What is needed: Convert every line of the rows below into a JSON list of strings, with one string per line and any blank lines omitted.

++++ Given information ++++

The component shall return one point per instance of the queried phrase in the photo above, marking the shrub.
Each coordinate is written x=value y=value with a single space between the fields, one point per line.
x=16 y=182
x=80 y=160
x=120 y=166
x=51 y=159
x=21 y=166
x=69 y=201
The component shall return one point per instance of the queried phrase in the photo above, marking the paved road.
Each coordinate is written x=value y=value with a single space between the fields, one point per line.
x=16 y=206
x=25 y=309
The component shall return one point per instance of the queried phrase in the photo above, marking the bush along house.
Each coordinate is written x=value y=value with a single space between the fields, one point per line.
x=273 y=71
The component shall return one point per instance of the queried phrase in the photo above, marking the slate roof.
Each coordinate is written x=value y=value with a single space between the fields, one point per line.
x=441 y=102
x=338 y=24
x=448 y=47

++++

Result:
[
  "The component shall return one point per instance of the queried phrase in the photo above, marking the shrub.",
  "Each coordinate is written x=value y=value with a single space between the fields, one point per line.",
  "x=16 y=182",
  "x=80 y=160",
  "x=120 y=166",
  "x=51 y=159",
  "x=21 y=166",
  "x=69 y=201",
  "The component shall return one point per instance of the queried phrase in the photo above, marking the paved road.",
  "Each coordinate is written x=value y=value with a single space between the fields, one point per line.",
  "x=16 y=206",
  "x=25 y=309",
  "The component shall return one point per instance of the queried phrase in the photo above, marking the bush along house.",
  "Each coordinate is written x=value y=value with a single space between the fields, one point per line.",
  "x=273 y=71",
  "The component shall return one point per instance of the queried phrase in the photo above, marking the slate roof.",
  "Each coordinate is written x=value y=value with a single space between the fields, one point per line.",
  "x=441 y=102",
  "x=338 y=24",
  "x=448 y=47"
]